Problem statement:
Retype the records below exactly as they appear.

(Point localization data)
++++++++++++++++++++

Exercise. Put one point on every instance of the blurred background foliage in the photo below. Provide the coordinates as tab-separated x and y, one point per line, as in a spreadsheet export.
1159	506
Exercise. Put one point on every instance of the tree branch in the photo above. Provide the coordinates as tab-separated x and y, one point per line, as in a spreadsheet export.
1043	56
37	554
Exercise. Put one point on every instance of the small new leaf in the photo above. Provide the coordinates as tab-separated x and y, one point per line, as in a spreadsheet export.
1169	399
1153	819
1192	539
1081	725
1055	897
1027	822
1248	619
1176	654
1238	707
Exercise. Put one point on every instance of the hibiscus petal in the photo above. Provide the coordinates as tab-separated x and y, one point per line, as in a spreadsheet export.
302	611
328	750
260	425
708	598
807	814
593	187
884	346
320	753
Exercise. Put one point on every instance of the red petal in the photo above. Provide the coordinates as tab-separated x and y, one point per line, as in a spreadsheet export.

++++++++++++++++++++

Answer to the exercise:
Exercise. Put one point on every instance of the blurred background foliage in the photo below. Provide the coordinates as tab-separated x and y, one point per line, as in a spreadsheet export.
1159	506
Exercise. Put one point on every instance of the tree branch in the photo above. Provide the coordinates as tab-separated x and y, one point per line, as in a spreadsheet export.
1043	56
37	554
Exercise. Put one point on every instance of the small new leaf in the photo above. Provide the coordinates as tab-separated x and y, one point per line, as in a spreadsheet export.
1169	399
1153	819
1192	539
1081	725
1055	897
1027	822
1248	619
1176	654
1238	707
Exercise. Put one point on every instance of the hibiscus petal in the photo above. Provide the coordinates as tab-separated x and y, one point per line, as in a spreadsheet export.
302	611
328	750
260	425
708	598
807	814
593	187
884	346
320	753
Exercise. Put one point on every instance of the red petal in the photo above. Provide the coordinates as tab-separated x and y, one point per line, as in a spreadsheet export.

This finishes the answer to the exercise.